## TASK OBJECTIVE
Turn everything in the records below, from the line containing "In the image provided above, locate ear." down to the line containing "[178,235,198,249]", into a numbered list, including both of those lines and skipping any blank lines.

# # # #

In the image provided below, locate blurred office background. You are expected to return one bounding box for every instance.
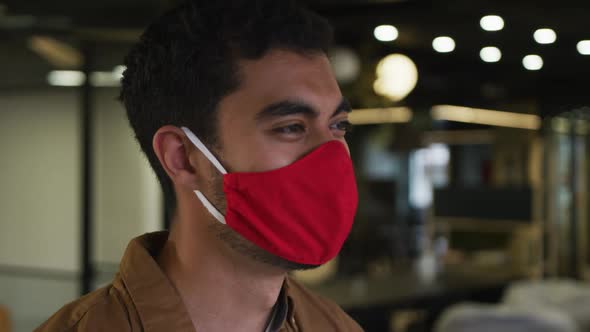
[0,0,590,332]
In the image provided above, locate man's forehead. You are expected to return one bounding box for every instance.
[222,50,342,117]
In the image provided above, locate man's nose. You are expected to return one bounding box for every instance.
[309,128,350,154]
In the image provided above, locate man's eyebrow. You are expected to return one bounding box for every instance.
[256,100,319,121]
[256,98,352,121]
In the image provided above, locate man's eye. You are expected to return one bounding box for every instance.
[332,120,352,133]
[273,124,305,134]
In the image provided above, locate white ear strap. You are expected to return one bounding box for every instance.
[181,127,227,175]
[195,190,225,225]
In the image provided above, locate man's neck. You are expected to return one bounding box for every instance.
[158,214,286,332]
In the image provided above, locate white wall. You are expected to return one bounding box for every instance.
[0,90,80,271]
[94,89,162,264]
[0,89,162,332]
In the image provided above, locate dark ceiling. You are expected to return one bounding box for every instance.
[0,0,590,116]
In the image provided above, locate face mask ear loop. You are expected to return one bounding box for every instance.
[181,127,227,224]
[181,127,227,175]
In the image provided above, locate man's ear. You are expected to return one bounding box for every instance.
[152,126,198,190]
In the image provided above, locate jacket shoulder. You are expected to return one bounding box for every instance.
[34,285,133,332]
[287,278,363,332]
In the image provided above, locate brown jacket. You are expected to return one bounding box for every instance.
[35,232,362,332]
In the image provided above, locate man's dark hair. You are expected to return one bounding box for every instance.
[120,0,332,218]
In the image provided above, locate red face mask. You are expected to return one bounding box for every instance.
[182,127,358,265]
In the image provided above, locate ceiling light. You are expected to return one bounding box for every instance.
[533,29,557,44]
[47,70,86,86]
[430,105,541,130]
[348,107,413,125]
[578,40,590,55]
[432,36,455,53]
[373,54,418,101]
[374,25,399,42]
[479,46,502,62]
[479,15,504,31]
[522,54,543,70]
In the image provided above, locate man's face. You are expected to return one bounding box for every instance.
[205,50,350,269]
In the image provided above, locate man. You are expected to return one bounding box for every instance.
[38,0,361,332]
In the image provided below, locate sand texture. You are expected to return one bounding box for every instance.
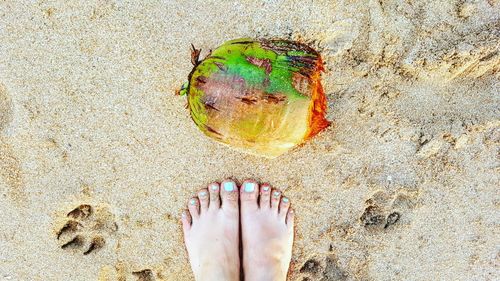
[0,0,500,281]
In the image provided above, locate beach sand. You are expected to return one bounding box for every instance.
[0,0,500,281]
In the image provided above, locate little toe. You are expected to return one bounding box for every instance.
[208,182,220,210]
[278,196,290,222]
[240,180,259,210]
[271,189,281,213]
[220,180,239,211]
[198,188,209,214]
[259,183,271,209]
[181,210,191,232]
[188,197,200,221]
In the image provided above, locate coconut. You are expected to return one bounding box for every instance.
[180,38,330,158]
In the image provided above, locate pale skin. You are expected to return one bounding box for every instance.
[181,180,294,281]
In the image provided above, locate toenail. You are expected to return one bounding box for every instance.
[244,182,255,192]
[224,181,234,192]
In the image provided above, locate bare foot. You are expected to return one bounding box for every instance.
[182,180,240,281]
[240,180,293,281]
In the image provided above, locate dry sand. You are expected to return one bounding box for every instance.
[0,0,500,281]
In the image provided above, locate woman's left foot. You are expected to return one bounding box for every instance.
[240,180,293,281]
[182,180,240,281]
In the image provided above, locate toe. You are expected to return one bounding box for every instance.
[286,208,295,226]
[188,197,200,221]
[279,196,290,222]
[220,180,238,210]
[240,180,259,210]
[198,188,209,214]
[208,182,220,210]
[181,210,191,232]
[259,183,271,209]
[271,189,281,213]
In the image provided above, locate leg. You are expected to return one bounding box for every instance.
[182,180,240,281]
[240,180,293,281]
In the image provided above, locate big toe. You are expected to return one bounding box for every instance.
[220,180,238,211]
[240,180,259,211]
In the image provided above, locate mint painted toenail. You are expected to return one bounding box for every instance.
[224,181,234,192]
[244,182,255,192]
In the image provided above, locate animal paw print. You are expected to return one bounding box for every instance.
[299,256,348,281]
[359,190,418,229]
[98,261,160,281]
[56,204,118,255]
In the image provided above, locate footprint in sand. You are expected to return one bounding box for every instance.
[299,255,349,281]
[359,190,418,230]
[0,83,26,205]
[56,204,118,255]
[98,261,165,281]
[0,83,12,133]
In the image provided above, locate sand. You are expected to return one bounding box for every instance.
[0,0,500,281]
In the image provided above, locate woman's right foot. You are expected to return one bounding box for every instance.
[240,180,293,281]
[182,180,240,281]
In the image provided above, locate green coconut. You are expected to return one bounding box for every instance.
[180,38,330,157]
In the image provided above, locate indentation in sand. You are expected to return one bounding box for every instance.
[0,83,12,133]
[56,204,118,255]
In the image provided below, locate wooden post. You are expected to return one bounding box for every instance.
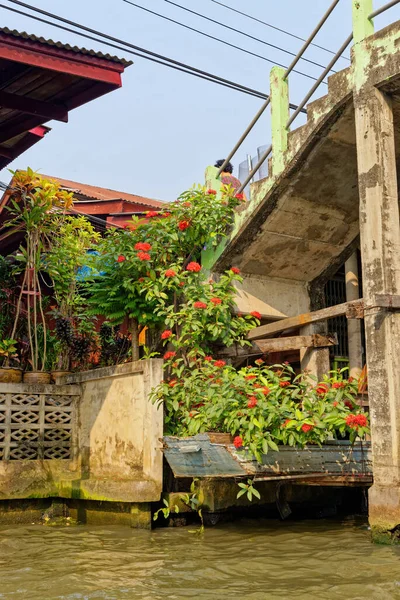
[354,86,400,541]
[344,252,363,379]
[270,67,289,176]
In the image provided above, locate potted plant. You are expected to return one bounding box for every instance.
[0,339,22,383]
[6,168,72,383]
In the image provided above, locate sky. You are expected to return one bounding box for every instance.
[0,0,400,201]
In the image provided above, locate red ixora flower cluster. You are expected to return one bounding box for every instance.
[346,415,368,429]
[214,360,226,368]
[315,383,329,396]
[332,381,346,390]
[250,310,261,320]
[178,221,190,231]
[186,262,201,273]
[233,435,243,448]
[301,423,313,433]
[193,302,207,308]
[135,242,151,252]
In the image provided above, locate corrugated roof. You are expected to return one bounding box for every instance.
[41,173,165,208]
[0,27,133,67]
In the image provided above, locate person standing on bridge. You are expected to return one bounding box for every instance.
[214,158,247,201]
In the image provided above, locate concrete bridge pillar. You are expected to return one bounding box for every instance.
[354,86,400,541]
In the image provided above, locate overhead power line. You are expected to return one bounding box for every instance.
[0,0,272,101]
[122,0,324,81]
[211,0,350,61]
[158,0,335,73]
[0,0,307,113]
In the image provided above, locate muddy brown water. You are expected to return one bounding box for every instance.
[0,520,400,600]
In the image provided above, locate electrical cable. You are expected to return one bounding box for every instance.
[159,0,336,73]
[122,0,324,81]
[0,0,272,101]
[211,0,350,61]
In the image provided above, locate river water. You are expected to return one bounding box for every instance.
[0,520,400,600]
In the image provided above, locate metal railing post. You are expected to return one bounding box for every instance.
[352,0,374,44]
[270,67,290,175]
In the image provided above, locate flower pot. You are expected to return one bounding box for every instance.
[23,371,50,384]
[51,370,71,383]
[0,367,22,383]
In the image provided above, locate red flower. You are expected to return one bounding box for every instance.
[250,310,261,320]
[301,423,313,433]
[193,302,207,308]
[214,360,226,368]
[346,415,368,429]
[233,435,243,448]
[135,242,151,252]
[315,383,329,396]
[332,381,345,390]
[178,221,190,231]
[138,252,151,260]
[247,396,257,408]
[186,262,201,273]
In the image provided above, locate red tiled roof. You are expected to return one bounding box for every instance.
[41,173,165,209]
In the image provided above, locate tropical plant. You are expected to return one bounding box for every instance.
[152,356,369,462]
[89,187,244,360]
[6,168,72,371]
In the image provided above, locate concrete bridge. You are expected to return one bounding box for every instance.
[203,0,400,544]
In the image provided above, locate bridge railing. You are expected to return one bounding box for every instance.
[217,0,400,193]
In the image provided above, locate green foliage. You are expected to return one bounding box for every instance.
[152,356,369,462]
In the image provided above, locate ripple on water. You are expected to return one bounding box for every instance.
[0,520,400,600]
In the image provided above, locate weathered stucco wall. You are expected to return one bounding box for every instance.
[0,360,163,503]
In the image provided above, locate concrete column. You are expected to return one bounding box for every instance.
[344,252,363,379]
[354,88,400,541]
[270,67,290,177]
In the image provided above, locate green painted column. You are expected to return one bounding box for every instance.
[352,0,374,44]
[270,67,289,176]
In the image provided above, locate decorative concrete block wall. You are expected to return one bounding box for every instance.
[0,359,163,503]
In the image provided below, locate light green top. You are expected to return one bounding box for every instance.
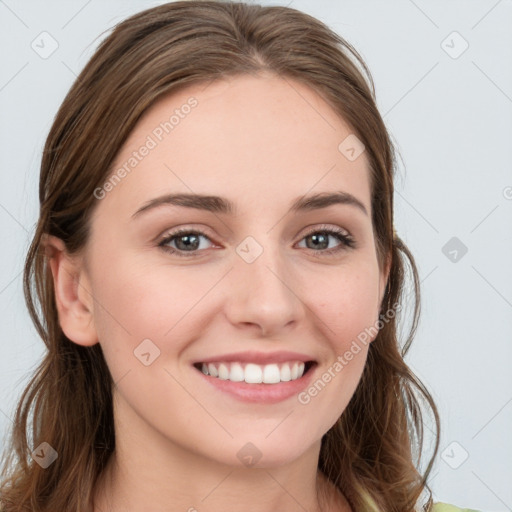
[432,503,479,512]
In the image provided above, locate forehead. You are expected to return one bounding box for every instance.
[94,75,371,220]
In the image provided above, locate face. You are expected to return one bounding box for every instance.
[63,75,387,467]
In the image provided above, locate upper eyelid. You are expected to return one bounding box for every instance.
[158,223,354,248]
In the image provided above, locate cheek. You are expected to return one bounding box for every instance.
[309,265,379,354]
[93,250,214,361]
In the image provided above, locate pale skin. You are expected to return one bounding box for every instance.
[47,74,389,512]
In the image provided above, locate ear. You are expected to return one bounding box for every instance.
[42,235,98,346]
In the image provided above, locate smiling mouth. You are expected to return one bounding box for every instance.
[194,361,317,384]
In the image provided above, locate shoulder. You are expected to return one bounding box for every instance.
[432,502,479,512]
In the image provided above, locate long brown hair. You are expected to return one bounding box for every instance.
[0,0,439,512]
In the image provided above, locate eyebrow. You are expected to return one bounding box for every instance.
[132,191,368,218]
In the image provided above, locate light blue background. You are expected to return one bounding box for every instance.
[0,0,512,512]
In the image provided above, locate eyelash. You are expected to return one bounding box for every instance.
[158,226,356,258]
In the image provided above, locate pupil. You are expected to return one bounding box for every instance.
[311,234,328,248]
[178,235,198,249]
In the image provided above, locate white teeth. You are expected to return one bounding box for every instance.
[197,361,305,384]
[229,363,245,382]
[244,364,263,384]
[219,363,229,380]
[281,363,292,382]
[263,364,281,384]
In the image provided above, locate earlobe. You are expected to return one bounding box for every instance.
[42,235,98,346]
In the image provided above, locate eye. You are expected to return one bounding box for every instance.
[301,226,356,256]
[158,228,214,257]
[158,226,356,258]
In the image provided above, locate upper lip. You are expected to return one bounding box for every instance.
[194,350,315,365]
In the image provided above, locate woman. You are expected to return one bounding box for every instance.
[1,1,480,512]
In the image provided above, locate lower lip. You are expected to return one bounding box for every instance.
[193,364,317,404]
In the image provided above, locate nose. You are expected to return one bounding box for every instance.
[225,242,305,337]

# # # #

## ANSWER
1. In the image provided above, locate ear. You are expected to return one bounding box for every instance.
2. [42,235,98,346]
3. In the image provided above, locate smiling mouth. You are expected to return one bounding box for every instance.
4. [194,361,317,384]
5. In the image provided above, locate shoulder. You are expected to return one bounding box for every instance.
6. [432,502,479,512]
7. In the image provided above, locate long brown hair. You are expected to return one bounding box for every instance.
8. [0,0,439,512]
9. In the image provided above, locate eyebrow. You are expected to return one bounding box for every instance.
10. [132,191,368,218]
11. In the image provided above, locate light blue background. You are expected to return one bounding box for every instance.
12. [0,0,512,512]
13. In the image provided above, locate eyelash. You are expected to return one bounding box for every instance.
14. [158,226,356,258]
15. In the image provided above, locate pupil. You are expected to return one bounding box for every instance.
16. [311,234,328,248]
17. [178,235,198,249]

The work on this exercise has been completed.